### Direction
Transcribe the listing exactly, leaving out every picture.

Image point annotation entries:
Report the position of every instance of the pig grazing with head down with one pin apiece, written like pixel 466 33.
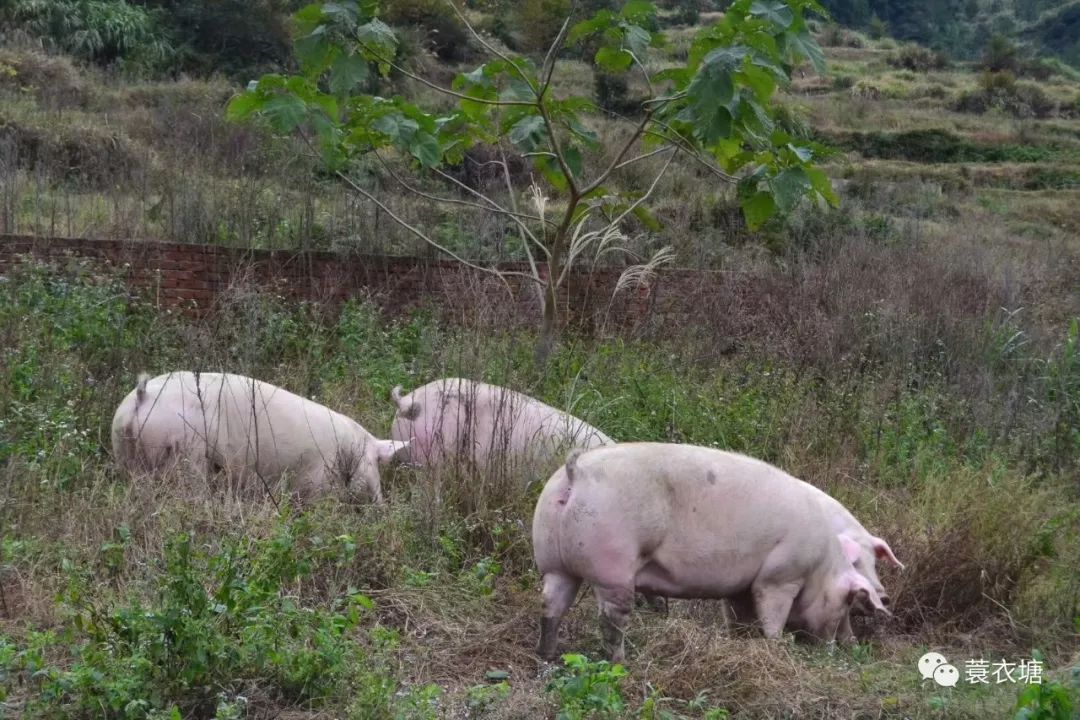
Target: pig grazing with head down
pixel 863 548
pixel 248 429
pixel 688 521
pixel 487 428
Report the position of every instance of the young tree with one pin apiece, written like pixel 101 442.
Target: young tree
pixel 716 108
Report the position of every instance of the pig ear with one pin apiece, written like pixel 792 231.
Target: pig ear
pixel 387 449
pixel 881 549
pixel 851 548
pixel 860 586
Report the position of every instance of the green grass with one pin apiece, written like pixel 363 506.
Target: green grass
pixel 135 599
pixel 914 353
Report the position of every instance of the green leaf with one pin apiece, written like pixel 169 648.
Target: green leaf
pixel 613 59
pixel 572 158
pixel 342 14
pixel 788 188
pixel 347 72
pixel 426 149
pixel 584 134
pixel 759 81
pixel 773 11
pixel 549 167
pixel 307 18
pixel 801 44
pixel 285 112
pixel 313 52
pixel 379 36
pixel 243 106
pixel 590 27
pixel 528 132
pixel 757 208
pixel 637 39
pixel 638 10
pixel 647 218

### Answer for this exercise
Report the position of every instance of the pig grazing with head down with one pin apiece, written like pixel 466 33.
Target: pig grazing with head down
pixel 863 548
pixel 248 429
pixel 688 521
pixel 487 428
Report the position of every instance of the young tree with one pin apiece, written like pixel 101 442.
Target: young tree
pixel 716 108
Report the position of every instance of the pig ear with one pin apiece, written like pixel 792 231.
Target: pig ear
pixel 387 449
pixel 881 549
pixel 851 548
pixel 860 586
Report the position of every instance of the green grass with one pin apiece, written like pixel 363 506.
Target: green grass
pixel 135 599
pixel 914 353
Report the position of every instance of the green leaf with one pin apiece, written like pixel 169 648.
Target: green leaf
pixel 613 59
pixel 572 158
pixel 342 14
pixel 788 188
pixel 347 72
pixel 426 149
pixel 584 134
pixel 759 81
pixel 773 11
pixel 549 167
pixel 307 18
pixel 801 44
pixel 285 112
pixel 313 52
pixel 379 36
pixel 243 106
pixel 590 27
pixel 528 132
pixel 757 208
pixel 637 39
pixel 638 10
pixel 647 218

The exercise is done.